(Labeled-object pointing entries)

▬▬▬

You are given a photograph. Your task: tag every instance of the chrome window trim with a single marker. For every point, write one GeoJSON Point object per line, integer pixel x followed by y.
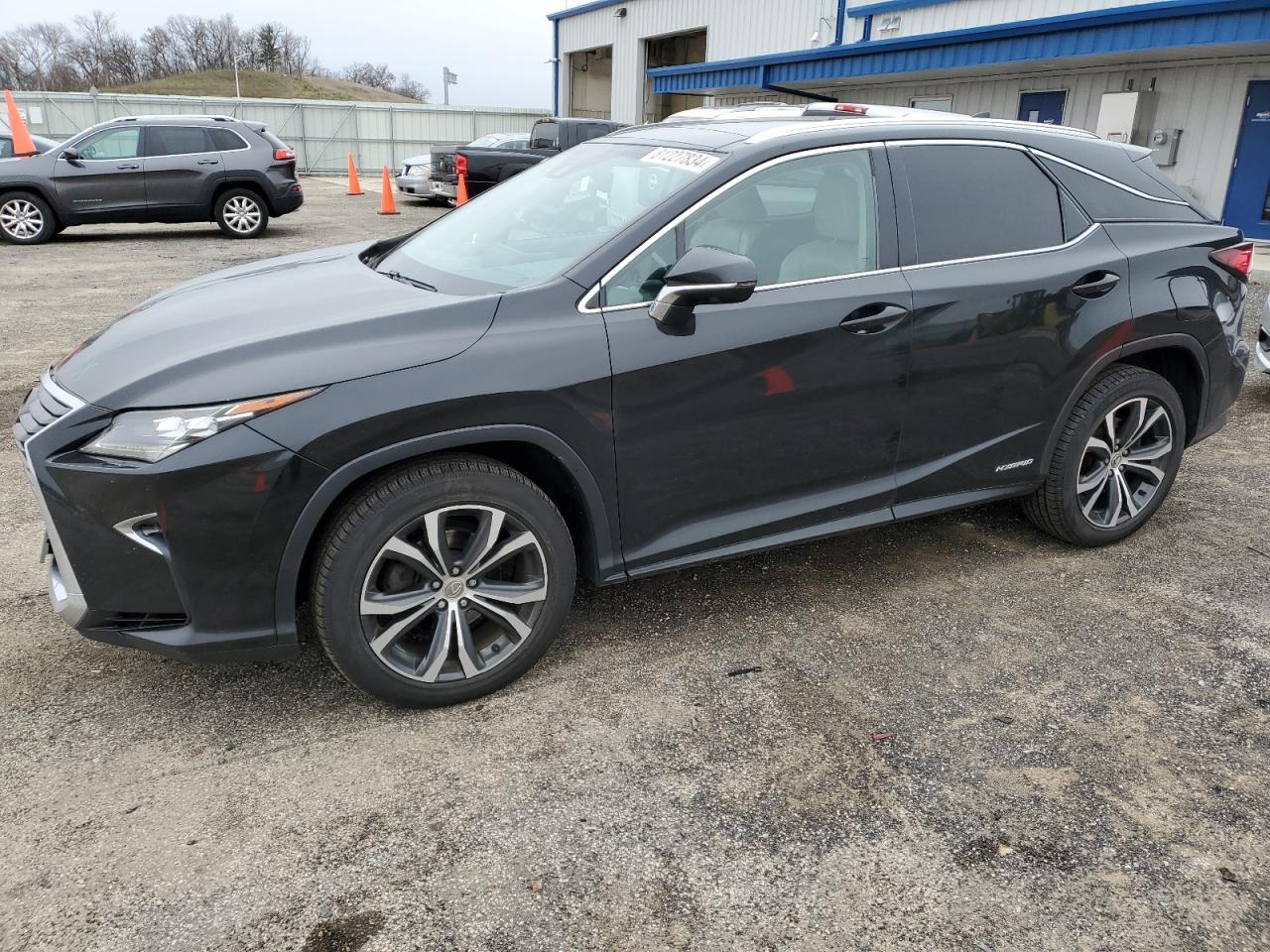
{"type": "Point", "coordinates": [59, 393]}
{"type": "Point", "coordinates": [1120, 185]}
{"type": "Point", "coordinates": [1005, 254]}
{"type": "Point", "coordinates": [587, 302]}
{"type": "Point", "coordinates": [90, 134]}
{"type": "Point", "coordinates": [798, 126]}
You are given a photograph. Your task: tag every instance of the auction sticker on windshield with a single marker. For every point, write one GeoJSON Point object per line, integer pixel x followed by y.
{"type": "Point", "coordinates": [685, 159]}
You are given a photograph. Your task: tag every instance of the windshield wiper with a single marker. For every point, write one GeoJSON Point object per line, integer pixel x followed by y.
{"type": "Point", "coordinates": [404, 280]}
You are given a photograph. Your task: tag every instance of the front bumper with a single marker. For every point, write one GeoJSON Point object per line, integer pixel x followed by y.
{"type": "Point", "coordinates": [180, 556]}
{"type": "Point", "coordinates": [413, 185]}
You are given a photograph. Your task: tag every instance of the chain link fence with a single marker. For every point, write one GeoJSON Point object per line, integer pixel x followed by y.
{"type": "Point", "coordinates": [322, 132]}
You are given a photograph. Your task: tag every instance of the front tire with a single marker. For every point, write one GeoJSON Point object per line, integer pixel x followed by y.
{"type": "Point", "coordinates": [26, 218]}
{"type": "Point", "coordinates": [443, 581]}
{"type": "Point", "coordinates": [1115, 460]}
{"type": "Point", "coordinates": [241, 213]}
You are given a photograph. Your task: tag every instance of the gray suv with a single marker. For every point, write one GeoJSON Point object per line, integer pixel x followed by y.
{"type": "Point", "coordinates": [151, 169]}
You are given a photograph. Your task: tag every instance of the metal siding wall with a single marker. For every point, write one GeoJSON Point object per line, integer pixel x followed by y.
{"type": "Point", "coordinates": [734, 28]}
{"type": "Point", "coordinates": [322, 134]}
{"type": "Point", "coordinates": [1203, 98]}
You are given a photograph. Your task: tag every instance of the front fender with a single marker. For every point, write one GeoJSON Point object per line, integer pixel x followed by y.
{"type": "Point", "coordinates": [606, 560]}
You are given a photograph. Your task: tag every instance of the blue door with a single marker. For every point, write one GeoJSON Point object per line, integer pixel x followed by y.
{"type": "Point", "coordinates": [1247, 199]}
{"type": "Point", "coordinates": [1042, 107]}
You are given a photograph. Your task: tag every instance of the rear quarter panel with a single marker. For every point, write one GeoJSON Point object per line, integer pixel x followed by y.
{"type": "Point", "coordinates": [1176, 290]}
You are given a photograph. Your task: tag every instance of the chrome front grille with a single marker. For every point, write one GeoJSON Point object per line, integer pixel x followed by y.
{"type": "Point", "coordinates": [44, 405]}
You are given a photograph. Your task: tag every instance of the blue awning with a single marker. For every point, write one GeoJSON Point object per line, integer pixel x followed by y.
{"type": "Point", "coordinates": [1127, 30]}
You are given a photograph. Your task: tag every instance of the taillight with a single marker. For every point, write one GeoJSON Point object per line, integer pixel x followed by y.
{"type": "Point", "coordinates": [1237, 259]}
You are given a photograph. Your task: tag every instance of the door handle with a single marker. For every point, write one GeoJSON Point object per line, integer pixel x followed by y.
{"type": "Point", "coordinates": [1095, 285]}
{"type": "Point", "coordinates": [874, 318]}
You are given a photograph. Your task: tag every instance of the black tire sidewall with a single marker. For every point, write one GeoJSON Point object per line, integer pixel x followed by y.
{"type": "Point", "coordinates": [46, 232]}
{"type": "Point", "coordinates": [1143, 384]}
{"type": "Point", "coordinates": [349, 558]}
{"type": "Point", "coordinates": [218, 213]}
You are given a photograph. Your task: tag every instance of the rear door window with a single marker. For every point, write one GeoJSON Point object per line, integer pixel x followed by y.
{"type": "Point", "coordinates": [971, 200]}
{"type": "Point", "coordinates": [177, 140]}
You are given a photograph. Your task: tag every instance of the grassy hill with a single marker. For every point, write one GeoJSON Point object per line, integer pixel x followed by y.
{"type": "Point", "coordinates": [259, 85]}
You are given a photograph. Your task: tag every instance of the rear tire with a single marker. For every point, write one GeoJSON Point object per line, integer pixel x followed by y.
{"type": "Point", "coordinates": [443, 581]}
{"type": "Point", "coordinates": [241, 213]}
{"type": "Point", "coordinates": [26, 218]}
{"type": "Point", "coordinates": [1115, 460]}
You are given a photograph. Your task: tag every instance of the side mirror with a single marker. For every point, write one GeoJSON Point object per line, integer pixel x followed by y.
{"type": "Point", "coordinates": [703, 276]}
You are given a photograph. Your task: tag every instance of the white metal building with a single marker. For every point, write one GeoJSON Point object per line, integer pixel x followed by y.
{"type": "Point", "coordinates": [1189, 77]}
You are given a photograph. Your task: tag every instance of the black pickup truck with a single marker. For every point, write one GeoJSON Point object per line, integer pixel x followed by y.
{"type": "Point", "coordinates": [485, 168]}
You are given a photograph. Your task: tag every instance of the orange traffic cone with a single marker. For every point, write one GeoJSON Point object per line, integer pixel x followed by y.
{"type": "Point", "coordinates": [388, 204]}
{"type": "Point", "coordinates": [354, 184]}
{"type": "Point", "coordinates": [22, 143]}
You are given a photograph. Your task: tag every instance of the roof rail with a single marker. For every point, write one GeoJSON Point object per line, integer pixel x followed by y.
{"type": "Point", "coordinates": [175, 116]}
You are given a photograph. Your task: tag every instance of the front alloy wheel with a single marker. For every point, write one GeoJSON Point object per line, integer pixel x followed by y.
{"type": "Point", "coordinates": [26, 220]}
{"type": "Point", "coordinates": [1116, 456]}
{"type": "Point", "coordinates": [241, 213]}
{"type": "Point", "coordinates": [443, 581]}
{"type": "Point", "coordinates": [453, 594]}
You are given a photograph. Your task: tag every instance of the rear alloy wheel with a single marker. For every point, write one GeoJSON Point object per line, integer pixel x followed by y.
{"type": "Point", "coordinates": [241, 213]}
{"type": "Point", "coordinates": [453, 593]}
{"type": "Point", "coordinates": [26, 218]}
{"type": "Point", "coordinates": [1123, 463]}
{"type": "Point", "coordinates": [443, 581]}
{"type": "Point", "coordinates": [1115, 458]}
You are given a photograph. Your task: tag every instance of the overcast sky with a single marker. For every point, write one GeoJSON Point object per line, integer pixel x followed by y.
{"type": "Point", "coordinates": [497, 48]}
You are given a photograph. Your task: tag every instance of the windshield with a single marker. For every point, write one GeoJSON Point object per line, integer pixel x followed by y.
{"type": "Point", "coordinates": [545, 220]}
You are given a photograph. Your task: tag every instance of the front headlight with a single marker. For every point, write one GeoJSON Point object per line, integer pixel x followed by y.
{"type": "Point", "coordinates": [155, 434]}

▬▬▬

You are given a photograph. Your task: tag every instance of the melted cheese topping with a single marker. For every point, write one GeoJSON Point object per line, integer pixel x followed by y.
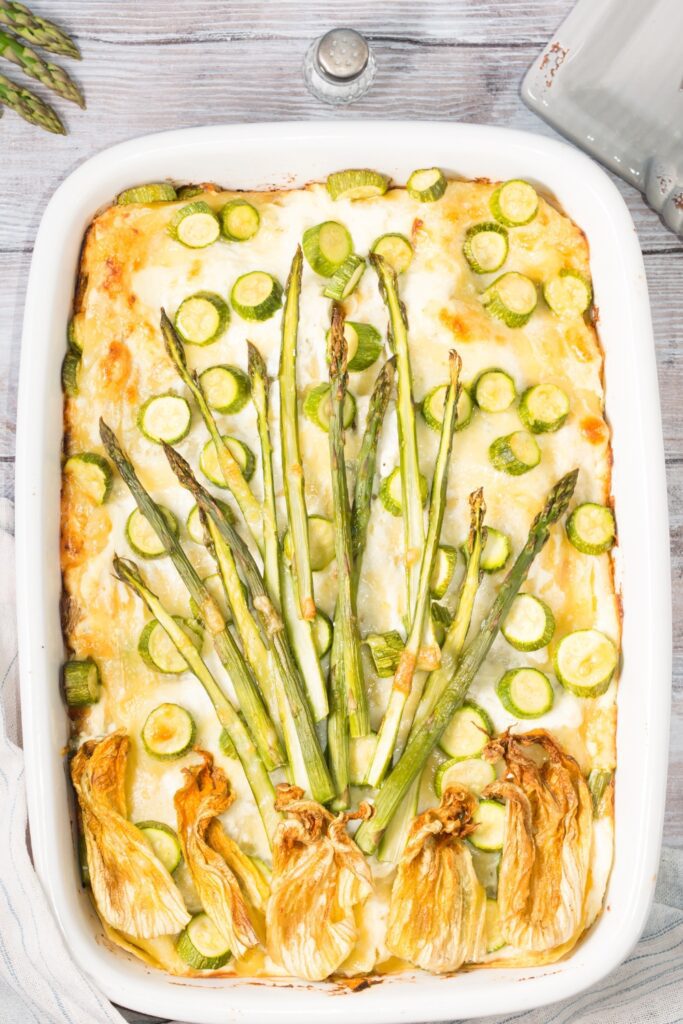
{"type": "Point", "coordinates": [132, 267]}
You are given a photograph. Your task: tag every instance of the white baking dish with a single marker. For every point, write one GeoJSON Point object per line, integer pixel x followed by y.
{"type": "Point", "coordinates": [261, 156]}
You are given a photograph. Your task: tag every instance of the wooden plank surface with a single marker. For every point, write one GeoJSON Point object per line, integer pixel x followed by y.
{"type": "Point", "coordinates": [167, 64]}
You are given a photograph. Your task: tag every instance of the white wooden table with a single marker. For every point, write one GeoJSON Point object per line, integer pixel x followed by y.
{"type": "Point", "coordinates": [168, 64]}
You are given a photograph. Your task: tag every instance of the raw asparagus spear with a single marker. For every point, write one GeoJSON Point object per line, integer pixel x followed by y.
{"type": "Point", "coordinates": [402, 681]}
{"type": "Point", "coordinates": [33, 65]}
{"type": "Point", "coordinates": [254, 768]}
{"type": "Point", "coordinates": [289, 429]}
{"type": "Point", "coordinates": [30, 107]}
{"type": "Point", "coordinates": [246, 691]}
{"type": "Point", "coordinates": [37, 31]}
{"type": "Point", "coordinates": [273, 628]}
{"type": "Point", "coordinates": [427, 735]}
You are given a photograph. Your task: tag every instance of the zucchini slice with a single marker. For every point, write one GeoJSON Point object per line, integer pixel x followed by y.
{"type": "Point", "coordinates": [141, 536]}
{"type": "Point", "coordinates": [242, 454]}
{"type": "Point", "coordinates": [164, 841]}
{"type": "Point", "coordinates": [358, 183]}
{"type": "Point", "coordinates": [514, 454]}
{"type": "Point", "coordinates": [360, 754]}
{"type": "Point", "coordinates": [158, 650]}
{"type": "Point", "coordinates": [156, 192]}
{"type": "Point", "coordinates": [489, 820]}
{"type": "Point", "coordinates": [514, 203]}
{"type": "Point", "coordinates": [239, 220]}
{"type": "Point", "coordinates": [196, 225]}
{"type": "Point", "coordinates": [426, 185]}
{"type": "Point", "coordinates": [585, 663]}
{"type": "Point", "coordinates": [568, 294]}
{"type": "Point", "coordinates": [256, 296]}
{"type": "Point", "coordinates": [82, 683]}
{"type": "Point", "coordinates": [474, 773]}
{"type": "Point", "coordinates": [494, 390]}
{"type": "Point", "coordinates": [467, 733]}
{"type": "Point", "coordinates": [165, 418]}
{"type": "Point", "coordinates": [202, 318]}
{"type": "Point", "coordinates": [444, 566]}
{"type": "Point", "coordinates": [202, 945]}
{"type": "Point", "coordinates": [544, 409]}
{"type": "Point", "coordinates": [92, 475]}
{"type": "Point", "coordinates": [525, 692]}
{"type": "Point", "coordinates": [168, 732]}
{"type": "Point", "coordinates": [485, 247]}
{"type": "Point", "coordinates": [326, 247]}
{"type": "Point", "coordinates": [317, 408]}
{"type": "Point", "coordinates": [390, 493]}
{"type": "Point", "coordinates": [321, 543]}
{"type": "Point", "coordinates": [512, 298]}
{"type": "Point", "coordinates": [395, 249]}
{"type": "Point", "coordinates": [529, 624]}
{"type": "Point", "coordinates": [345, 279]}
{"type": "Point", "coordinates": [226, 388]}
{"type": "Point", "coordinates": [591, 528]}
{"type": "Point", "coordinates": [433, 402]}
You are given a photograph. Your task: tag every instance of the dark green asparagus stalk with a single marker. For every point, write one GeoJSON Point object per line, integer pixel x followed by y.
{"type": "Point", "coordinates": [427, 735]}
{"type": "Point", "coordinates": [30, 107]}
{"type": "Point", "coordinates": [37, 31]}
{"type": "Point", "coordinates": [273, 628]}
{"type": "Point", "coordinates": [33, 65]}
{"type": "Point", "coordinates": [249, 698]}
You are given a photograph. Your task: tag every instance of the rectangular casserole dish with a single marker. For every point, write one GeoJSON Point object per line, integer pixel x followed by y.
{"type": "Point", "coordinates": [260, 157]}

▬▬▬

# [WHAT THE TASK ASKS]
Show every line from the entries above that contains the word "auction", matching case exactly.

# [WRITTEN ANSWER]
You are given a photograph. Your task: tag every instance of the auction sticker on windshield with a single marker. For every point, write one GeoJSON Point object per line, integer pixel x followed by y.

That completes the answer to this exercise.